Przepisz wszystkie poniższe wpisy, zamieniając każde „Target” na „Object” i nie zmieniając niczego innego. Zdjęcia pomiń w odpowiedzi.

··· WPISY ···

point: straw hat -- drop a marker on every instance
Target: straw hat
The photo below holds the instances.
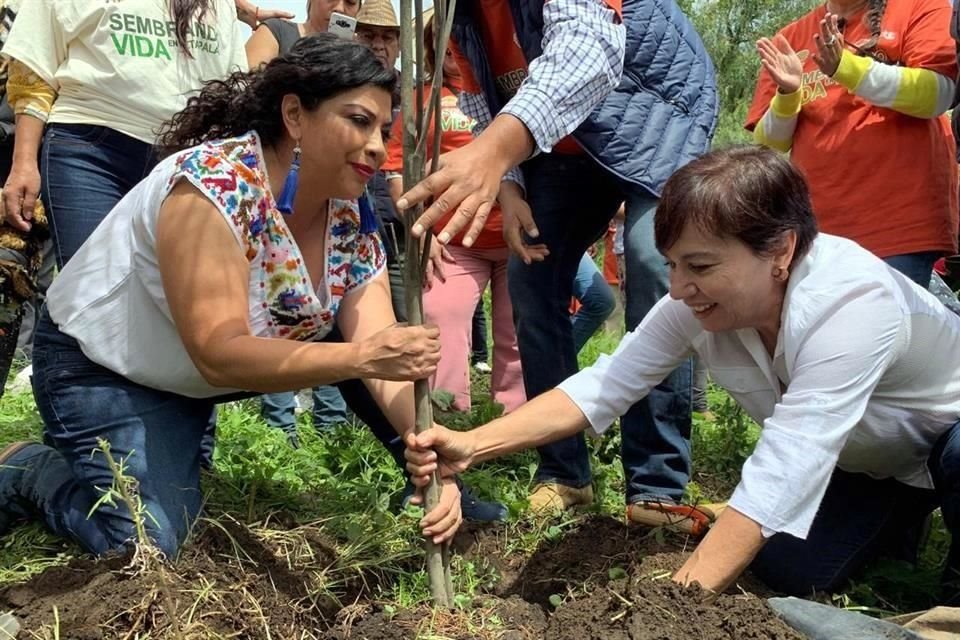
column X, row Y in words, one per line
column 378, row 13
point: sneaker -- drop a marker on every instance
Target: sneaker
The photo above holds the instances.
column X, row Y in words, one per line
column 691, row 520
column 551, row 498
column 13, row 464
column 482, row 367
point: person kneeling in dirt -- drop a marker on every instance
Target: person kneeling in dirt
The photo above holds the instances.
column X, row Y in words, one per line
column 850, row 367
column 200, row 284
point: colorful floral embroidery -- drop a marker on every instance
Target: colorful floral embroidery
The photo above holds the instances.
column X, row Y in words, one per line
column 282, row 302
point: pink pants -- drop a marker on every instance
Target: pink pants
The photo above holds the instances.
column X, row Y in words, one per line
column 450, row 306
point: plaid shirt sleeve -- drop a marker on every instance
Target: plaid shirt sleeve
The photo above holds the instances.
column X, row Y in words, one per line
column 582, row 61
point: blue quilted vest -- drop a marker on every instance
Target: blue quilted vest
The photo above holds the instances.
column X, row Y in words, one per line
column 664, row 112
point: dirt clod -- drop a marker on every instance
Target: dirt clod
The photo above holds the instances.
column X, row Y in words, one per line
column 600, row 580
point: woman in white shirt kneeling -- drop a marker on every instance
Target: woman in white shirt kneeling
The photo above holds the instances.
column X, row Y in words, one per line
column 226, row 270
column 851, row 368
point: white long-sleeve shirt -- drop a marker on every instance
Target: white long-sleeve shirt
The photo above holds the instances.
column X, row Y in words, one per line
column 865, row 377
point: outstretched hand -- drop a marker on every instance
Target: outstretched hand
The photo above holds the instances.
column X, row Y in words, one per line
column 516, row 218
column 781, row 62
column 829, row 45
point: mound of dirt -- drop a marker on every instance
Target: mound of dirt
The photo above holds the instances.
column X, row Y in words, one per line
column 601, row 579
column 226, row 584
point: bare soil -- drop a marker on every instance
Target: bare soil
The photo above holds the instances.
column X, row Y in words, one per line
column 609, row 580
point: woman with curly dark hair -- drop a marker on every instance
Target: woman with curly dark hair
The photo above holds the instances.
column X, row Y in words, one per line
column 225, row 271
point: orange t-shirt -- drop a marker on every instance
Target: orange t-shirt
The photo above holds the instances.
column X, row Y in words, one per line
column 507, row 62
column 457, row 132
column 881, row 178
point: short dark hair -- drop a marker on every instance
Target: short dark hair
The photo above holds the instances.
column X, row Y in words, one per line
column 748, row 192
column 317, row 68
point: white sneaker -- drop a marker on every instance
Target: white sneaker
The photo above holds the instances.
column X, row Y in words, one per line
column 21, row 381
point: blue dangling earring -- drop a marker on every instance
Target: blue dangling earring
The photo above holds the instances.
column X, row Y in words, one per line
column 368, row 219
column 289, row 192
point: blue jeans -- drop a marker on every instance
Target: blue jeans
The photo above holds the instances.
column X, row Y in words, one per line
column 596, row 301
column 279, row 409
column 159, row 435
column 573, row 199
column 859, row 518
column 85, row 170
column 916, row 266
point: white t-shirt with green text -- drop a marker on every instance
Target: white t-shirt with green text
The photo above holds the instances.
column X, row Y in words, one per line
column 116, row 63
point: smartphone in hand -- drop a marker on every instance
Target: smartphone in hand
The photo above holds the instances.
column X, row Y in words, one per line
column 342, row 25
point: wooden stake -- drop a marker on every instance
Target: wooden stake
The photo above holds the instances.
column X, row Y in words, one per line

···

* _POPRAWNA ODPOWIEDŹ_:
point: straw hat -- drop a marker on every instance
Object: straw hat
The photo below holds the instances.
column X, row Y in words, one per line
column 378, row 13
point: sneaker -- drop a marker on every instance
Object: sneaker
The photo above holds the instances.
column X, row Y in words, one per line
column 691, row 520
column 551, row 498
column 13, row 464
column 482, row 367
point: person kneeling in dirt -- drop a marker on every instance
Object: person kneeling in dirt
The photo above holds the instances.
column X, row Y in words, one per line
column 850, row 367
column 200, row 284
point: colorful floral embroidery -- drop a marker on every instance
Object: colorful floral embroidery
The photo above holds the instances.
column X, row Y in words, one per line
column 282, row 302
point: pink pants -- drop a marker on every instance
Object: pink pants
The photo above holds the instances.
column X, row Y in words, one per line
column 450, row 306
point: plaid shirt sleeve -- drop a marker on every instance
Object: plaid shirt sleeve
The photo above holds the instances.
column X, row Y in words, one per line
column 582, row 61
point: blue quilted vest -- drop a marker on every instance
Object: blue quilted vest
The photo above holds the instances.
column X, row Y in words, one per line
column 664, row 112
point: dirt clod -- drop a marker on every instance
Object: dirt clod
The photo above holds the instances.
column X, row Y in words, one per line
column 600, row 580
point: woman in white shirt kneeling -- drop a marker on every instance
Object: woman in white shirt kneeling
The photo above holds the instances.
column X, row Y in words, one per line
column 226, row 270
column 851, row 368
point: white long-sleeve shirt -- drop a marker on every instance
Object: white long-sleeve shirt
The photo above holds the instances.
column X, row Y in words, one per line
column 865, row 377
point: outstretched hand -- drop a marker on every instance
Object: outstretched hand
The photo above holds the instances.
column X, row Y in words, one per line
column 516, row 218
column 781, row 62
column 829, row 45
point: mound of dirt -- drop a marker on every instance
Object: mound of dirt
The photo above holds the instances.
column X, row Y in words, one per line
column 601, row 579
column 226, row 584
point: bare soil -- drop a marker on every instance
Object: bare soil
The photo above holds the instances.
column X, row Y in words, one per line
column 609, row 580
point: woman with curly dark hair -- drop a marker on every instance
Object: woman with curly dark hair
The photo above holds the instances.
column X, row Y in words, one per line
column 225, row 271
point: orange t-shirt -- drop a marker on every instance
Object: orange t-shirt
The photo above holds the instances.
column X, row Y in words, one per line
column 507, row 62
column 457, row 132
column 881, row 178
point: short dark hair -- drop a marker on every instance
Object: short dark hair
The photo above holds the instances.
column X, row Y in words, one per line
column 748, row 192
column 317, row 68
point: white sneaker -- drop a marker on every instance
Object: white sneaker
The photo above holds the instances.
column X, row Y in words, one per line
column 21, row 381
point: blue dangling earring -- drop a marker on every instance
Object: blue dangling earring
The photo above holds the instances.
column X, row Y in words, one per line
column 368, row 219
column 289, row 192
point: blue jeans -- drop a marker on every instance
Object: blue jeans
The photo above holds the instances.
column X, row Y in words, one per line
column 596, row 301
column 279, row 409
column 159, row 435
column 573, row 199
column 859, row 518
column 85, row 170
column 916, row 266
point: white t-shirt with green text -- drop a marker on every instance
Object: white t-shirt with green text
The photo above holds the instances.
column X, row Y in words, one per line
column 116, row 63
point: smartphone in hand -- drop a marker on every instance
Object: smartphone in hand
The photo above holds the instances.
column X, row Y in words, one per line
column 342, row 25
point: wooden stake -- drop a marker on every instance
Object: wooden stake
The photo above holds the instances.
column X, row Y in words, one per line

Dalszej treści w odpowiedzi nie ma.